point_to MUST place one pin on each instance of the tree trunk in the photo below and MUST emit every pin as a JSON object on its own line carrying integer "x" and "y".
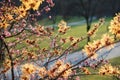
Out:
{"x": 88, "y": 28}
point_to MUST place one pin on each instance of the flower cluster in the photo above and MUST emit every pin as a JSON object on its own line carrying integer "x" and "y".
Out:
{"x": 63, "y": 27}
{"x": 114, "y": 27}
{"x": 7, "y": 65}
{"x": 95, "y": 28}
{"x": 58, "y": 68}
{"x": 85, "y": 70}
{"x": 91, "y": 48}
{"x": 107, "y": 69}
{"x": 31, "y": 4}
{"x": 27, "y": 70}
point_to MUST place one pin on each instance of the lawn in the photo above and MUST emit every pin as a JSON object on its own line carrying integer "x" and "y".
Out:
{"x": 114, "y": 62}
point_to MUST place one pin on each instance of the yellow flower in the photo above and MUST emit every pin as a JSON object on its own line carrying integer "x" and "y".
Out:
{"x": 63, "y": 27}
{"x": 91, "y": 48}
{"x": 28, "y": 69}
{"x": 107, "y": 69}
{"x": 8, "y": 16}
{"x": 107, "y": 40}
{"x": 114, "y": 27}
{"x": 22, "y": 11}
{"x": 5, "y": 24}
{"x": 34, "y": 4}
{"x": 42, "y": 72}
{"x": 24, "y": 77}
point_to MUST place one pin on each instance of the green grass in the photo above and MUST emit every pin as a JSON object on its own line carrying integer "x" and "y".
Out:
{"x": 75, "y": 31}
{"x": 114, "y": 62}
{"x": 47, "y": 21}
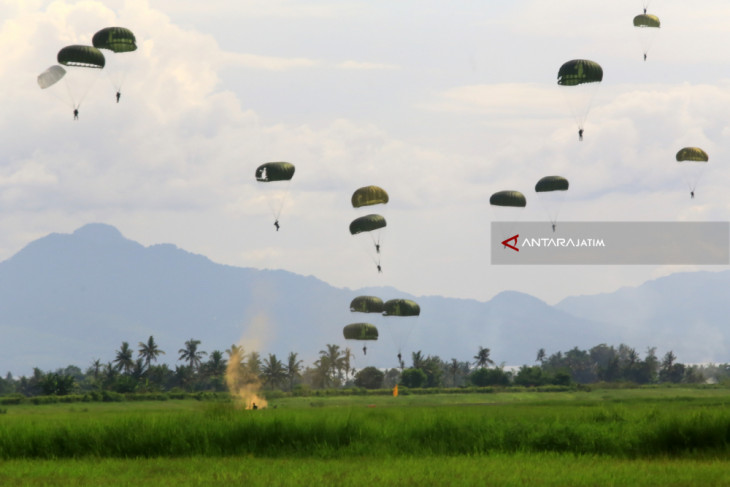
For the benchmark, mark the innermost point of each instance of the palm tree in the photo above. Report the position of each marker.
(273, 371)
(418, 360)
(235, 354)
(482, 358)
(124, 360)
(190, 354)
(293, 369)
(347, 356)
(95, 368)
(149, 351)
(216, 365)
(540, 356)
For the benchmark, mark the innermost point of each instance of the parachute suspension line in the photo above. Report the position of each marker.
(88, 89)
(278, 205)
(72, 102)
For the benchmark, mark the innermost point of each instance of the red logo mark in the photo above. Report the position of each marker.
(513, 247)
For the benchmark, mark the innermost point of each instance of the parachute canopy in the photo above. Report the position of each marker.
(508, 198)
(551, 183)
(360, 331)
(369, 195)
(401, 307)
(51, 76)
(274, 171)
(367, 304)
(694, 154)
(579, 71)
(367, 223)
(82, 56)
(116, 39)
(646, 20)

...

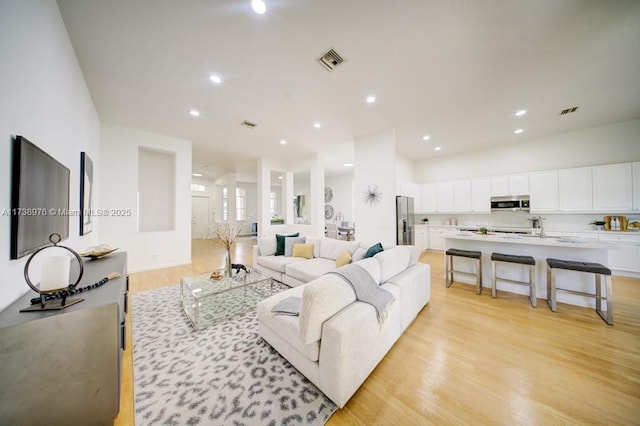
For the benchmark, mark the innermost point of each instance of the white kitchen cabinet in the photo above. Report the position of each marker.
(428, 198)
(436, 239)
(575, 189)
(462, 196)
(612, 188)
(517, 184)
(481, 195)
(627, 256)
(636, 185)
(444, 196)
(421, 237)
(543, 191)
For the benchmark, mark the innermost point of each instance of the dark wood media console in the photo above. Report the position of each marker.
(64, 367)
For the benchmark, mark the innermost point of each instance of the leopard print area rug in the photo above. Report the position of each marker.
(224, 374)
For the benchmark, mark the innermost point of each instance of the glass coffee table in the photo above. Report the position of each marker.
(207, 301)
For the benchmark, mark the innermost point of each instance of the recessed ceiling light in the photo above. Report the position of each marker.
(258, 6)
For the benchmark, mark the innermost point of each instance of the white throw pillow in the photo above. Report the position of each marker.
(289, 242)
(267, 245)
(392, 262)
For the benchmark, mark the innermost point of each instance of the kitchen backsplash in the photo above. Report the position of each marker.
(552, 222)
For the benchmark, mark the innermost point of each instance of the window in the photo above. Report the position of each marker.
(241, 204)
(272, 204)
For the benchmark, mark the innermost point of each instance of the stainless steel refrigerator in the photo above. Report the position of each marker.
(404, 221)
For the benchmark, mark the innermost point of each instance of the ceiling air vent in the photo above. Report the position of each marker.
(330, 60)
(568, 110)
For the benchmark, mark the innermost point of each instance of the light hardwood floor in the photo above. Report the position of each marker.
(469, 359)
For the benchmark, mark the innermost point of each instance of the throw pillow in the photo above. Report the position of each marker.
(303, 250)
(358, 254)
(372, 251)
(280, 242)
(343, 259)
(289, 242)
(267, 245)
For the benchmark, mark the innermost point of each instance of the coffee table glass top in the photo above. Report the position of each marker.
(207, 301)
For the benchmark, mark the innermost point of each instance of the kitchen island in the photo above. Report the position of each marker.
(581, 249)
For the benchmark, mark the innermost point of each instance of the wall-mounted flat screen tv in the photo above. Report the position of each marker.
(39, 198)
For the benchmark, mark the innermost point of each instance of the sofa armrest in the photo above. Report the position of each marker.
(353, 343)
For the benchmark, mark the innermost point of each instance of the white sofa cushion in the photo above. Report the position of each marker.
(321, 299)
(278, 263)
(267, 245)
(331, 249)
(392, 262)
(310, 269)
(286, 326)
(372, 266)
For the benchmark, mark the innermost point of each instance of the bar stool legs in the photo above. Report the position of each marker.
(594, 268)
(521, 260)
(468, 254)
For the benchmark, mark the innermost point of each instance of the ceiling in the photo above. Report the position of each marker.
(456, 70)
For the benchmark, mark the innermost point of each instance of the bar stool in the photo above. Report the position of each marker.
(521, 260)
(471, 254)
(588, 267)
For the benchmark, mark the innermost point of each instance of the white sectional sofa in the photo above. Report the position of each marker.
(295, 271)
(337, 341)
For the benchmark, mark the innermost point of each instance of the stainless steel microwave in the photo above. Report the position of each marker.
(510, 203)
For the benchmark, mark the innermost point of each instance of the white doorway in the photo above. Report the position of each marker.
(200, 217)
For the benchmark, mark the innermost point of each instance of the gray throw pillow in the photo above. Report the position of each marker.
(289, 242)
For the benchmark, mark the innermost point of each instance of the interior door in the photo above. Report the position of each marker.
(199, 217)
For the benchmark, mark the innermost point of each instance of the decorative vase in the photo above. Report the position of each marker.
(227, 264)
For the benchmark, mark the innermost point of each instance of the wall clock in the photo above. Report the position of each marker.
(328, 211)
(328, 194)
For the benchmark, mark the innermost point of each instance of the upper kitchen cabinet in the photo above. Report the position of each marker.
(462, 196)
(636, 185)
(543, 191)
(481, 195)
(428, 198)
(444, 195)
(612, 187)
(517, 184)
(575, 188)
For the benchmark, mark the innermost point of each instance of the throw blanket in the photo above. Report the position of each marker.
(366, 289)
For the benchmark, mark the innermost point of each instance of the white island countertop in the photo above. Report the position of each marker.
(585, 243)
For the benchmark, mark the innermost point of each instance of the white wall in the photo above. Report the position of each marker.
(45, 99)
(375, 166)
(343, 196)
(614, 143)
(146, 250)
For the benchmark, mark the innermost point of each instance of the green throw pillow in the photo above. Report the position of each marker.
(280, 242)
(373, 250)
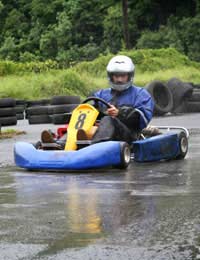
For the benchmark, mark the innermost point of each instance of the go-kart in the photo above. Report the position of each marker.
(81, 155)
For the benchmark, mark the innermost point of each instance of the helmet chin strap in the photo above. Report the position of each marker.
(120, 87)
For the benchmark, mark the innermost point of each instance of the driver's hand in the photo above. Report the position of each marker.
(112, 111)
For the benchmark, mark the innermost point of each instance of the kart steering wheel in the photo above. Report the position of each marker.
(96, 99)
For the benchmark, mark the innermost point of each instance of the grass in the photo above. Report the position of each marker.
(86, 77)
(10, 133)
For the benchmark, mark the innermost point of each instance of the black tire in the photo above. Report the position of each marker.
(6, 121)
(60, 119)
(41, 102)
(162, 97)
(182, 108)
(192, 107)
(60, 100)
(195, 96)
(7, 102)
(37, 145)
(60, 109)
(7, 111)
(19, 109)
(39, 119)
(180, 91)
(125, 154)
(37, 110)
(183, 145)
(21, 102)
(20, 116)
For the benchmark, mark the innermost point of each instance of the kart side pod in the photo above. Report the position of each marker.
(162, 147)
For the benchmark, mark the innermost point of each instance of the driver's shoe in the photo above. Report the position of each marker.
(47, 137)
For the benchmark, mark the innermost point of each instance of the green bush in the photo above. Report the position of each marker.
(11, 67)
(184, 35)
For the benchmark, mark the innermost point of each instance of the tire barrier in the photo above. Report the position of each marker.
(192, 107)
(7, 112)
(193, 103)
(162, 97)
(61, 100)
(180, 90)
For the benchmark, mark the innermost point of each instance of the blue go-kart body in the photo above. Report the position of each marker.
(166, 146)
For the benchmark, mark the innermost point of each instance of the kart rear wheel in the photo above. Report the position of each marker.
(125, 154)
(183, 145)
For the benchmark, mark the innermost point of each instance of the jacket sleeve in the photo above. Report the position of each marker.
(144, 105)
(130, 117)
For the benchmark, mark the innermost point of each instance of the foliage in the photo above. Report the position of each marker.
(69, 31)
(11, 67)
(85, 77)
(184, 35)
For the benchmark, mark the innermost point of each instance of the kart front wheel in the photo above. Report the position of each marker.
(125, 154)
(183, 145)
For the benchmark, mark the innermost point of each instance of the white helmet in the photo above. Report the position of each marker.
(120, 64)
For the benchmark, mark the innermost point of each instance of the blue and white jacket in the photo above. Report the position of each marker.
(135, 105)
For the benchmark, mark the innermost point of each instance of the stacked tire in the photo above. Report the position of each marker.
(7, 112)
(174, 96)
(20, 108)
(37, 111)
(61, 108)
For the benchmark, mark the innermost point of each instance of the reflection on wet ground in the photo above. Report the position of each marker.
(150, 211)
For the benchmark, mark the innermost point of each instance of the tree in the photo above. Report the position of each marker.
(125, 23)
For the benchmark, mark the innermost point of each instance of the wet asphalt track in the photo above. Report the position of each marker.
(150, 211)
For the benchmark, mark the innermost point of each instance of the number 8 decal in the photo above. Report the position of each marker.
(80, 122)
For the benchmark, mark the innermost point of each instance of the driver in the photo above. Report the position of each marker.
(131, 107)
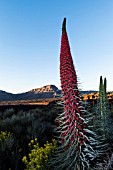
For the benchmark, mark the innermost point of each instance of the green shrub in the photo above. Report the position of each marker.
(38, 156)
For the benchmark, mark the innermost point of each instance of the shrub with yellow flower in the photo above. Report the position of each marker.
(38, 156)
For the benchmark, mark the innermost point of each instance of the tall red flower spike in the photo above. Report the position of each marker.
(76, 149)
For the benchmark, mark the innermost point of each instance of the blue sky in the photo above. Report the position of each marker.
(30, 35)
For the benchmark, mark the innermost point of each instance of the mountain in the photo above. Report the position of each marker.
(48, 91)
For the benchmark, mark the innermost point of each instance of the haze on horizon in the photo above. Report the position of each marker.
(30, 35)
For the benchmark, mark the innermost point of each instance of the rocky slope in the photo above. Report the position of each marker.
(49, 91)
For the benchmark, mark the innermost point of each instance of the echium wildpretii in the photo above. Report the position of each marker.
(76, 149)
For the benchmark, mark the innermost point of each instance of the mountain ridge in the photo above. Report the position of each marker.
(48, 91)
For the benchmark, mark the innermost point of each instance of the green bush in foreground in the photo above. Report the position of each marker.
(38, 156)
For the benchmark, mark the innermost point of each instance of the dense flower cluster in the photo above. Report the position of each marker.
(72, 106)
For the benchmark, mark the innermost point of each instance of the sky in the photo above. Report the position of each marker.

---

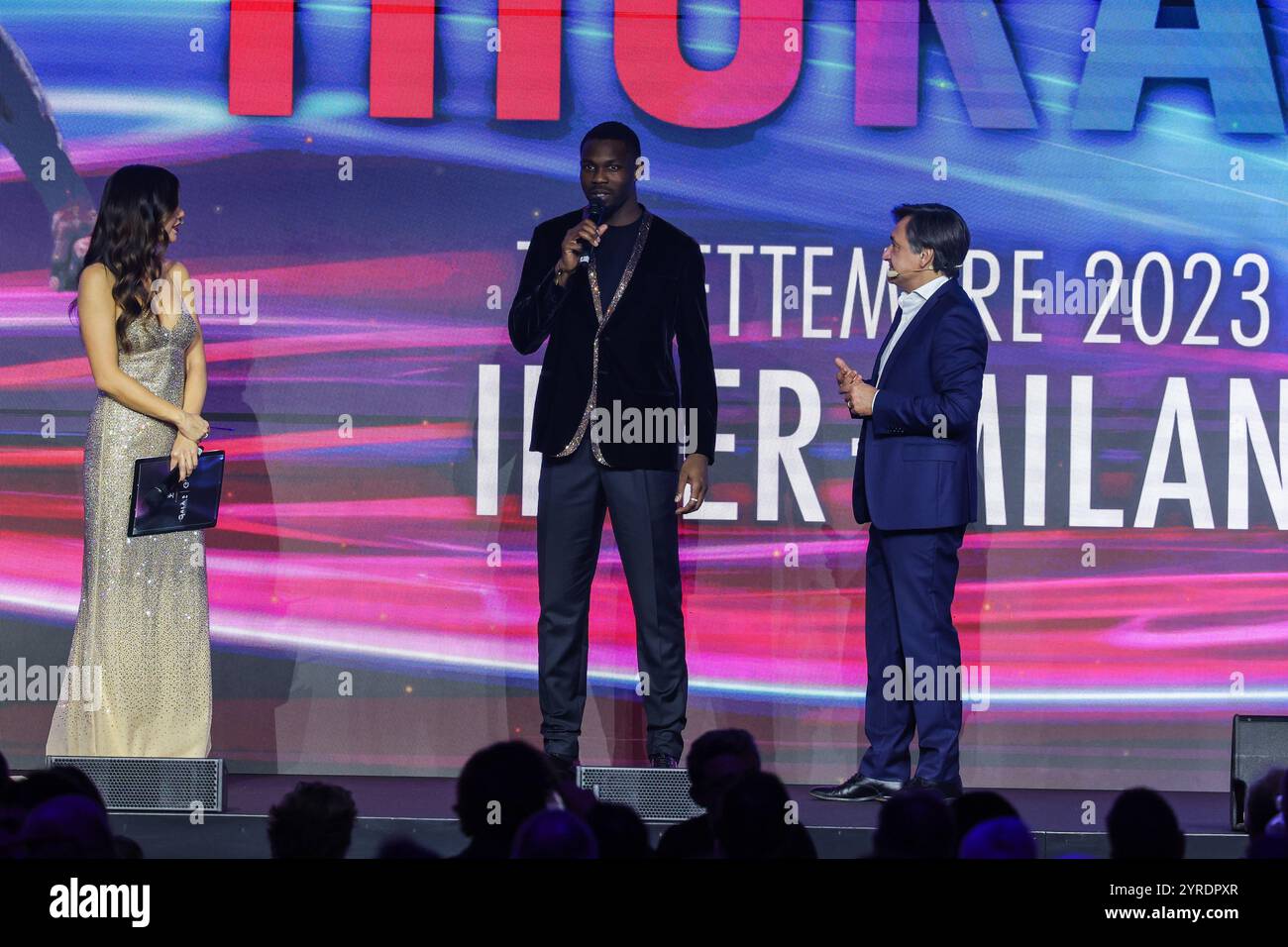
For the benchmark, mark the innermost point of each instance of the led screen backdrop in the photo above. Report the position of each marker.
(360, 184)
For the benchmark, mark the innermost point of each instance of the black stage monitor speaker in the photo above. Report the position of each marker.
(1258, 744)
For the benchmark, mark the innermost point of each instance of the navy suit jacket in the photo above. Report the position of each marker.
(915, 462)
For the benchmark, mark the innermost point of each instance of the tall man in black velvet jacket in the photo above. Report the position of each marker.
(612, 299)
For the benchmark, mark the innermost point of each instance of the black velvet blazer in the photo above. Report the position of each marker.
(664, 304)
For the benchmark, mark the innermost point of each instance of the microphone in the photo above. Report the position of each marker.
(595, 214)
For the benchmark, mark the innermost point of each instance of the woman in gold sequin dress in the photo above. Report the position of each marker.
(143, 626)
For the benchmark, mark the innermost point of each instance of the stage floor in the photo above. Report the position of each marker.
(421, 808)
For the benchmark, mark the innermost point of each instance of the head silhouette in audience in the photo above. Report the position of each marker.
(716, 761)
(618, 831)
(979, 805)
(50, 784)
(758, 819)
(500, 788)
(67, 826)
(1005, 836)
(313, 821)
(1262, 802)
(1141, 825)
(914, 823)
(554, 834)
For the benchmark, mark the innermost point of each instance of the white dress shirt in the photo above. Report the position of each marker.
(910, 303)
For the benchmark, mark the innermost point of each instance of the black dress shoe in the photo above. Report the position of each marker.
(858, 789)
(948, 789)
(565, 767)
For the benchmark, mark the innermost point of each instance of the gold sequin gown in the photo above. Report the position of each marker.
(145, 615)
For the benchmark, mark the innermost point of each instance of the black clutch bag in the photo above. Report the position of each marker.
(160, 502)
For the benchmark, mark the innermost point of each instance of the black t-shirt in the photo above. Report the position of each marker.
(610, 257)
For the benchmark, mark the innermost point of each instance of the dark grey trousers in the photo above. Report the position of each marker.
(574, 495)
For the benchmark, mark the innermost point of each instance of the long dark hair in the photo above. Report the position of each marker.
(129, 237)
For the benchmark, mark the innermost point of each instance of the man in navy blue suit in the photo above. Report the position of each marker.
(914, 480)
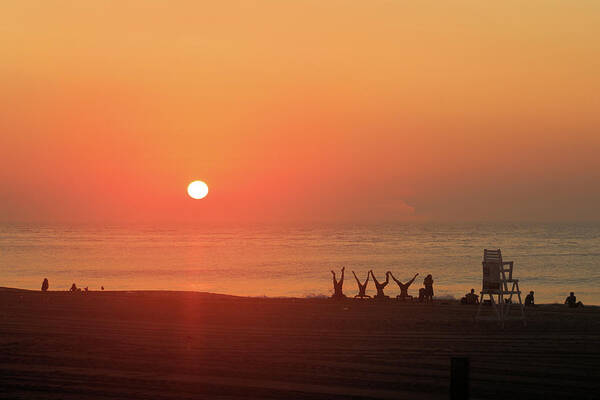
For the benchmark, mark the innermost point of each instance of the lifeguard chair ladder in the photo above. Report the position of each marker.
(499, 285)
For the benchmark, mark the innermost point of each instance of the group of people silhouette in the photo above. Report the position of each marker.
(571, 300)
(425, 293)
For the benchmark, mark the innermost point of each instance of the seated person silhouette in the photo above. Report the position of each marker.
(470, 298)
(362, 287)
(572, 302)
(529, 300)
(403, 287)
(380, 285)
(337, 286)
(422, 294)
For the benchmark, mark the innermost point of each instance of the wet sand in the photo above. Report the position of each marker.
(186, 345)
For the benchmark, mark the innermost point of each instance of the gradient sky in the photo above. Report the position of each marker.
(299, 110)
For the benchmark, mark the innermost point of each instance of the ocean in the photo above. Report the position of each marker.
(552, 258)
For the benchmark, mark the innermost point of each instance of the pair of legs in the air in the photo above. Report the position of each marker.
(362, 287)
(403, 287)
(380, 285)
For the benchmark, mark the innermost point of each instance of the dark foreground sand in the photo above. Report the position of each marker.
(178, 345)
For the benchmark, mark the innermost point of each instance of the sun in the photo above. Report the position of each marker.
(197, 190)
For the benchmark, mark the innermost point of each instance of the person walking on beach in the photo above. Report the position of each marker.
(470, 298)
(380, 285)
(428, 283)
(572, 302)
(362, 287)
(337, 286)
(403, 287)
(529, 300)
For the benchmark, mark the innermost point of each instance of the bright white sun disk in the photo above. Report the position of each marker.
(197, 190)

**Problem**
Show each line of the records above that contains the word "floor".

**Expected answer**
For the benchmark, mark the innermost point of each instance of the light hardwood floor in the photo above. Report the position of each marker.
For the benchmark, mark the innermost point of each instance of the stage floor in the photo above. Report the position of each marker.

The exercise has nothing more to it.